* Exercise *
Report all lines in the records that hold the string "pavement".

(Beginning of Data to examine)

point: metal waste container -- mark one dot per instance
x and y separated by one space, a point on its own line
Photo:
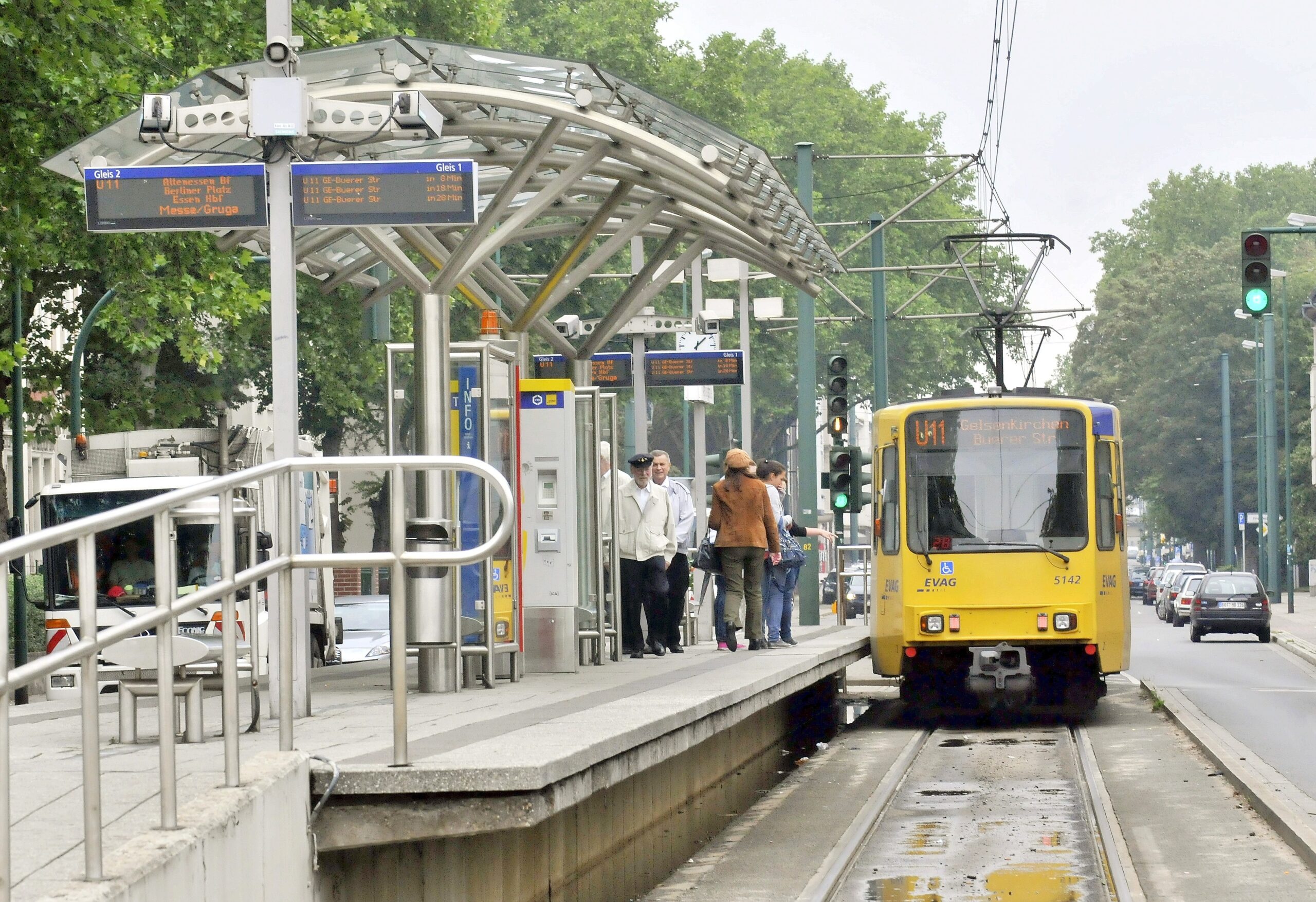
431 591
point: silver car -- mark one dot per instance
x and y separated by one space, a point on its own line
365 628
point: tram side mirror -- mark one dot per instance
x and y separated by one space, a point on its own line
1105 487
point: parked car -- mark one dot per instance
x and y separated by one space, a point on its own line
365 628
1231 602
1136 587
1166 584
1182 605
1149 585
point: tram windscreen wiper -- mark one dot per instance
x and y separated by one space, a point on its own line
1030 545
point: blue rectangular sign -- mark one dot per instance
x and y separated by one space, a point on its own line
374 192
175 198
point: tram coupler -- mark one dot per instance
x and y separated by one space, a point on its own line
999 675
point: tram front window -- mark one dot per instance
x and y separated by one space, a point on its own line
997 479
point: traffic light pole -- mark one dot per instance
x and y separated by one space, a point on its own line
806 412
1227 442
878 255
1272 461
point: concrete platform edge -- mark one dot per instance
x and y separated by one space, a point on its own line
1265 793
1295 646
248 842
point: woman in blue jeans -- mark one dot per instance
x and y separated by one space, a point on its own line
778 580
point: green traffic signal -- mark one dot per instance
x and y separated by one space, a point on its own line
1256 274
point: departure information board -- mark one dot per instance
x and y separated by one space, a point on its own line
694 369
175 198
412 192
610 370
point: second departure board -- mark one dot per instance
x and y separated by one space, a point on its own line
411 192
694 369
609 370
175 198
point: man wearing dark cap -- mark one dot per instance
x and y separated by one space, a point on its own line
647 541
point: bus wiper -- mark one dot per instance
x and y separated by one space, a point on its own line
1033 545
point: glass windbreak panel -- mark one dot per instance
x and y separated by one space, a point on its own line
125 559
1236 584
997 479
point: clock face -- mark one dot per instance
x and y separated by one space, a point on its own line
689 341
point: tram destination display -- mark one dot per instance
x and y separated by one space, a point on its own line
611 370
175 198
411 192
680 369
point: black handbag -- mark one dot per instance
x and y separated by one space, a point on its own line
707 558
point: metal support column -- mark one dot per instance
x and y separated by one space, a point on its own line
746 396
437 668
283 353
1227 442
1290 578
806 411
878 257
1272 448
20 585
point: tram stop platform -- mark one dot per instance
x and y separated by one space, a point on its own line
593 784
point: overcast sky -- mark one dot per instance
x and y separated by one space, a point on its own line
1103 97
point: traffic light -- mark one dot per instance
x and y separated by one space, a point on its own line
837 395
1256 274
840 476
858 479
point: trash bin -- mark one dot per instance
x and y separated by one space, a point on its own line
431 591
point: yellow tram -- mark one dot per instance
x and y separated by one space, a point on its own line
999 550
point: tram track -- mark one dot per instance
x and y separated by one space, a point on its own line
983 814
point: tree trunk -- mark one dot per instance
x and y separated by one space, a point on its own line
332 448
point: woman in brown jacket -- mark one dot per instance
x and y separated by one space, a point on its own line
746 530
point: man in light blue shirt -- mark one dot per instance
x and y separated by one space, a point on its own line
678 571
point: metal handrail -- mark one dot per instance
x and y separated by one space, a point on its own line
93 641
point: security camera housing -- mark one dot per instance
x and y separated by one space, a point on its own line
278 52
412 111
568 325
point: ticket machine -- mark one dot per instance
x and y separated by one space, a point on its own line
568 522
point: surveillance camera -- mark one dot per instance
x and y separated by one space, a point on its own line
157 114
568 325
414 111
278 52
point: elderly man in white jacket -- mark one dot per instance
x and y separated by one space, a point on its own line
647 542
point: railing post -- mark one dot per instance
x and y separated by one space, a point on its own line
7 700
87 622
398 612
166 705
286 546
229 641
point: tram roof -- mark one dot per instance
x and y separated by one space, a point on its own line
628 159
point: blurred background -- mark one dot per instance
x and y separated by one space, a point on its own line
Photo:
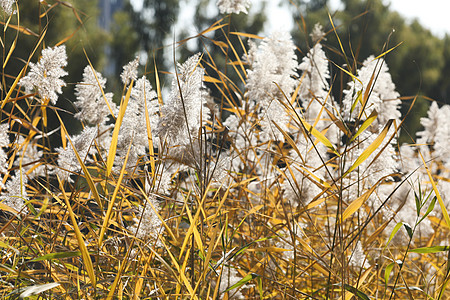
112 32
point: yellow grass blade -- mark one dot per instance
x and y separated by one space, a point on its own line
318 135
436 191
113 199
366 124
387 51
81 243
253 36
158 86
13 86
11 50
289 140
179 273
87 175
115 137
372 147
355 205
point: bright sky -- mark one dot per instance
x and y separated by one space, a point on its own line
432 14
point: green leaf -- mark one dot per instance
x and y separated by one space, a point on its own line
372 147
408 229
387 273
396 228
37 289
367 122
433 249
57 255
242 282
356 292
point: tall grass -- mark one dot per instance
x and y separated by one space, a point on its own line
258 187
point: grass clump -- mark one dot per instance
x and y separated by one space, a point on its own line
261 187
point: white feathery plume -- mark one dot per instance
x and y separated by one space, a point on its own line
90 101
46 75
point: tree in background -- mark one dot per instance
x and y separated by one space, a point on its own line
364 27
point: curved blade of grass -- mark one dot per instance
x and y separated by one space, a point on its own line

(End of Data to examine)
(Beginning of Data to examine)

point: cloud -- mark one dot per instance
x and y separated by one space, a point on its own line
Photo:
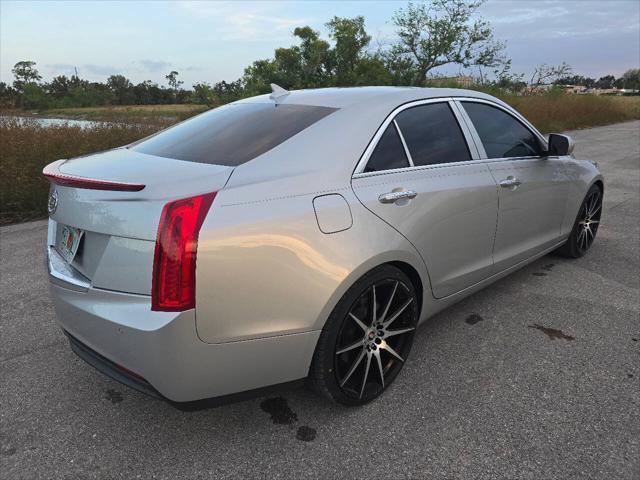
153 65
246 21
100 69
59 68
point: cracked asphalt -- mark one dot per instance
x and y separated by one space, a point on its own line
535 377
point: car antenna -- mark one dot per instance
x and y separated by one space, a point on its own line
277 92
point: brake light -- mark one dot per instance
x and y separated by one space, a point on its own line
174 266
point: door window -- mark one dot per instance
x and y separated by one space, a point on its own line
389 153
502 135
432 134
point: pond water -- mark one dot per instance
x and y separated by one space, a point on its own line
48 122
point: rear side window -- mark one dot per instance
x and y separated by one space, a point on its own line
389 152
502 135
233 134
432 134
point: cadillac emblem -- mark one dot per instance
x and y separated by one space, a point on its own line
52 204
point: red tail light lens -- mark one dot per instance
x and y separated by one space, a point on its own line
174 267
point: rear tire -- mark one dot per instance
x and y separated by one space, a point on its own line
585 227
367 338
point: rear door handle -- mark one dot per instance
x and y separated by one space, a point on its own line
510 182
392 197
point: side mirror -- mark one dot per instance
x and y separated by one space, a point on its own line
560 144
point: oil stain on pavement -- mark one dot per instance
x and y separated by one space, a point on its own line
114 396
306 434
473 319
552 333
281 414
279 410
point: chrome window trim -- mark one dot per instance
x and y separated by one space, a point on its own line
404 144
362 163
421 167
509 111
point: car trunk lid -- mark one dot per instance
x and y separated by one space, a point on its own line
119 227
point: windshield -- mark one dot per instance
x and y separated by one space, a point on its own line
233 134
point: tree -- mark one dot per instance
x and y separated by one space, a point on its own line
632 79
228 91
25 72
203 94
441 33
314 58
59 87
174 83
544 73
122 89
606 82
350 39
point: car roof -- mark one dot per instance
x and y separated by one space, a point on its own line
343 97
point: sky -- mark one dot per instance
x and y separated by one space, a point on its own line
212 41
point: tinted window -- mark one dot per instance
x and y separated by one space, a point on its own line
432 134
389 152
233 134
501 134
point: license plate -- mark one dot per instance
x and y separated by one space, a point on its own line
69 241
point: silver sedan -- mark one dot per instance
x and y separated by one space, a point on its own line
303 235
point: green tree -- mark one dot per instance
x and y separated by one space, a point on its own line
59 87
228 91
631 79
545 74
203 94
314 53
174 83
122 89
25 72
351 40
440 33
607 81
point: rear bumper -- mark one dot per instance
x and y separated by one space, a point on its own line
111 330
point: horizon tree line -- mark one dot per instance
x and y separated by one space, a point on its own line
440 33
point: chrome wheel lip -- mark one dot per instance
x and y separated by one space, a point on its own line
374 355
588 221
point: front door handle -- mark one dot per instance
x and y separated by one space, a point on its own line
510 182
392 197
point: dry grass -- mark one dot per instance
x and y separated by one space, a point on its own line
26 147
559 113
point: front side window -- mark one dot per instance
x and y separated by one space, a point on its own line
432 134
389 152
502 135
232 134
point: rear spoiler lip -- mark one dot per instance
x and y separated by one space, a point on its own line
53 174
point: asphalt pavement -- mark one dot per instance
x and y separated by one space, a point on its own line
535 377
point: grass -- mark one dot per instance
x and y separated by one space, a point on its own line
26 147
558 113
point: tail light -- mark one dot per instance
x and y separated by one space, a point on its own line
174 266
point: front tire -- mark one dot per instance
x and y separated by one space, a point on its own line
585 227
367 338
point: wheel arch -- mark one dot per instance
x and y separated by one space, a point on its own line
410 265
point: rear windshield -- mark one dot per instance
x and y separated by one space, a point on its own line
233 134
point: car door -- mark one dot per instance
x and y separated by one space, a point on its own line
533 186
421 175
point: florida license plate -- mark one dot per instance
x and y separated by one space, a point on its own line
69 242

(End of Data to examine)

* Completed task *
point: oil stain on pavement -- mark one dot per instance
point: asphalt pavement -- mark one dot per instance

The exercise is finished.